*** DOCUMENT TEXT ***

Speaking at the Discovery Farm’s annual conference in Wisconsin Dells last week, Radatz illustrated, “When you order it online you wait for it to arrive.  If it doesn’t arrive you don’t put out another order. You check to see where it is.”
According to Radatz manure is the most complex issue to deal with on a dairy farm.  When there are close neighbors, there needs to be a concern for odors. When there is not enough storage, decisions need to be made about when and where to spread it, particularly in winter when a growing crop will not immediately take up the nutrients.
To manage it producers need to know the value of the manure, when that value is delivered, how much is enough for a crop and how much is too much.
“We are here to provide science and tools to deal with manure, balancing and protecting the environment while being agronomically successful,” she says.
Discovery Farms provides access to the tools and farmers must figure out which one is best for their farm and how they will put it to use.
UW-Discovery Farms has monitored water quality on farms that utilize manure for over a decade. 
Radatz says, “There is tremendous power in understanding the conditions that lead to runoff and a heightened risk for nutrient loss.  Using that knowledge to make small tweaks can pay big dividends towards achieving sustainable levels of nutrient loss.”
Things like depth of snow, how it melts, how frozen the soil is, and rain all determine the amount of runoff during winter, especially in the month of March, she points out.
To avoid problems she suggests avoiding manure application shortly before snowmelt and runoff.  Also, consider placement.  Using no till or limited tillage does a great job of minimizing soil loss.
Continuous surface application of manure without incorporation creates high levels of phosphorus in the upper soil layer that can lead to increased dissolved phosphorus. 
Radatz admits it can be a challenge to get good placement of nutrients without doing too much disturbance and causing soil loss.

*** EXCERPTED DATA ***

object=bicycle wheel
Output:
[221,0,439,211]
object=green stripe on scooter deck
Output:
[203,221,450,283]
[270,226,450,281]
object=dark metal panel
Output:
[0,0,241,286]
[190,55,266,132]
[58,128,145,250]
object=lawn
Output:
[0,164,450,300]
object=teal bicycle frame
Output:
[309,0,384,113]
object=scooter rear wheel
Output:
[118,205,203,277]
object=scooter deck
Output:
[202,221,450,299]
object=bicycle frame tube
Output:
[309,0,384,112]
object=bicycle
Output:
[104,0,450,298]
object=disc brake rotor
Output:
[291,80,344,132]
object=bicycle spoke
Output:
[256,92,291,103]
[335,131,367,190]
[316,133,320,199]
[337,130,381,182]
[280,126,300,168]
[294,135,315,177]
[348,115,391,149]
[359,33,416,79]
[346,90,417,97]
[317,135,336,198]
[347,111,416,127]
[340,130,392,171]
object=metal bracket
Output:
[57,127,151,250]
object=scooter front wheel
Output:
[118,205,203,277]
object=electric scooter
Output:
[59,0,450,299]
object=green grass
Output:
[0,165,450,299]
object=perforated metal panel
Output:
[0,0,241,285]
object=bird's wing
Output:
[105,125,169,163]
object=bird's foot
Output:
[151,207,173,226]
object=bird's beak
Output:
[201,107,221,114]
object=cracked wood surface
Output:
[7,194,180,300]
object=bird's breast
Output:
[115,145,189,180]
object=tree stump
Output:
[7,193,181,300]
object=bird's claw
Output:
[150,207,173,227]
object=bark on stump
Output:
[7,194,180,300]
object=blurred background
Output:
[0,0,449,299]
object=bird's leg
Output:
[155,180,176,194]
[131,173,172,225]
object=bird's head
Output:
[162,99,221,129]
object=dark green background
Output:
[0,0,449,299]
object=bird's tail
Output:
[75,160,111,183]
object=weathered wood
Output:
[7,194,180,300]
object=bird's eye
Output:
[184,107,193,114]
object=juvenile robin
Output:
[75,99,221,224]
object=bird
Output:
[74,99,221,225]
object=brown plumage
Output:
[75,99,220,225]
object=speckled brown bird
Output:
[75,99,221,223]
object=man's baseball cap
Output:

***

[TASKS AND EXERCISES]:
(a) How would you put this sentence from the manure management article into Spanish: "UW-Discovery Farms has monitored water quality on farms that utilize manure for over a decade."?
(b) Can you rewrite the stretch of rows from the line containing "object=bird's beak" through the end of the rows as a JSON list of strings, one string per line, with blank lines left out?

[ANSWER LIST]:
(a) UW-Discovery Farms ha monitoreado la calidad del agua en granjas que utilizan estiércol durante más de una década.

(b)
[
  "object=bird's beak",
  "Output:",
  "[201,107,221,114]",
  "object=cracked wood surface",
  "Output:",
  "[7,194,180,300]",
  "object=bird's breast",
  "Output:",
  "[115,145,189,180]",
  "object=tree stump",
  "Output:",
  "[7,193,181,300]",
  "object=bird's claw",
  "Output:",
  "[150,207,173,227]",
  "object=bark on stump",
  "Output:",
  "[7,194,180,300]",
  "object=blurred background",
  "Output:",
  "[0,0,449,299]",
  "object=bird's leg",
  "Output:",
  "[155,180,176,194]",
  "[131,173,172,225]",
  "object=bird's head",
  "Output:",
  "[162,99,221,129]",
  "object=dark green background",
  "Output:",
  "[0,0,449,299]",
  "object=bird's tail",
  "Output:",
  "[75,160,111,183]",
  "object=weathered wood",
  "Output:",
  "[7,194,180,300]",
  "object=bird's eye",
  "Output:",
  "[184,107,193,114]",
  "object=juvenile robin",
  "Output:",
  "[75,99,221,224]",
  "object=bird",
  "Output:",
  "[74,99,221,225]",
  "object=brown plumage",
  "Output:",
  "[75,99,220,225]",
  "object=speckled brown bird",
  "Output:",
  "[75,99,221,223]",
  "object=man's baseball cap",
  "Output:"
]